### Complete the following
1. In the squirrel hunt thread, how much does registration cost?
2. List every distinct username that posts in the squirrel hunt thread.
3. Transcribe everything in the squirrel hunt thread from "Lots of state" down to "especially for squirrels.".

### Selected excerpt
# Squirrel Hunt



## DANNY ELLER (Feb 16, 2000)

Squirrel Hunt
Central Michigan Sportsman Club
October 31 09
Located 4 miles east of Stanton on 522 
Breakfast 7 am till 9 am 
Registration $10 breakfast FREE
Back by 2 pm 
Turn in 1 squirrel per hunter 
For a ticket on a 22 rifle 
Door prizes with registration
Hunt with or without dogs. 


989-291-5181


----------



## john warren (Jan 25, 2005)

theres been a few fellows posting about being new to squirrel hunting. this would be a great experiance for you.


----------



## DANNY ELLER (Feb 16, 2000)

Any one coming? This is in with our michigan cur and fiest weekend if you want to see a good squirrel dog work come on out Dan


----------



## No.4shot (Oct 22, 2002)

If I were available I would love to, but will be out of town. I have always wanted to watch squirrel dogs work. I have watched the videos on youtube but it is still not like real life.

don't tell my lab but when my she dies one of the breeds I am considering is a fiest.


----------



## SchuStrings32jg (Jul 13, 2008)

How many people can hunt with you and how much land is available to hunt on?


----------



## DANNY ELLER (Feb 16, 2000)

Lots of state land we are right in the middle of the stanton state game area. Every one splits up we can put people who want to try hunting with dogs with someone
Dan


----------



## Fishslayer5789 (Mar 1, 2007)

PM sent. I am definately interested and have plenty of experience hunting, especially for squirrels.


----------



## DANNY ELLER (Feb 16, 2000)

We are 20 or 30 minites west of alma and a little south Drawing is a 2 Pm you can enter up till then 22 rifel and lots of door prizes Come on out Dan


----------



## jackbob42 (Nov 12, 2003)

Keep reminding me Dan ! :lol::lol::lol:
I can probably guide also.


----------



## strawboss (Sep 7, 2009)

If only I didn't have to work that morning. I wanna try hunting with a dog so bad


----------



## DANNY ELLER (Feb 16, 2000)

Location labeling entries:
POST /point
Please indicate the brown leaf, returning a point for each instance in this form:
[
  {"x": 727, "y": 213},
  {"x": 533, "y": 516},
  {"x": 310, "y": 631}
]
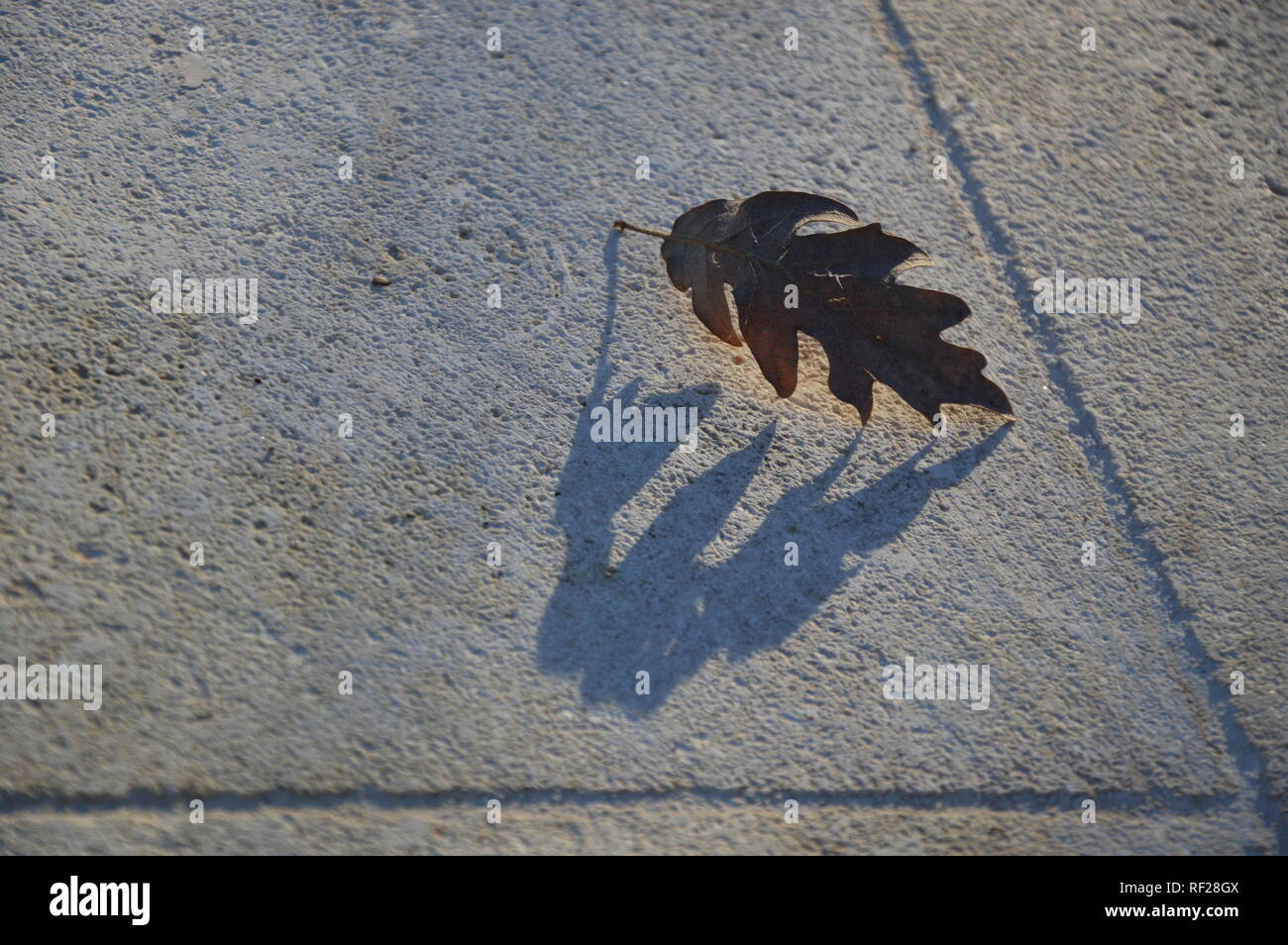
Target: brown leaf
[{"x": 848, "y": 299}]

### Exercise results
1. Registration costs $10, and breakfast is free.

2. DANNY ELLER, john warren, No.4shot, SchuStrings32jg, Fishslayer5789, jackbob42, strawboss

3.
Lots of state land we are right in the middle of the stanton state game area. Every one splits up we can put people who want to try hunting with dogs with someone
Dan


----------



## Fishslayer5789 (Mar 1, 2007)

PM sent. I am definately interested and have plenty of experience hunting, especially for squirrels.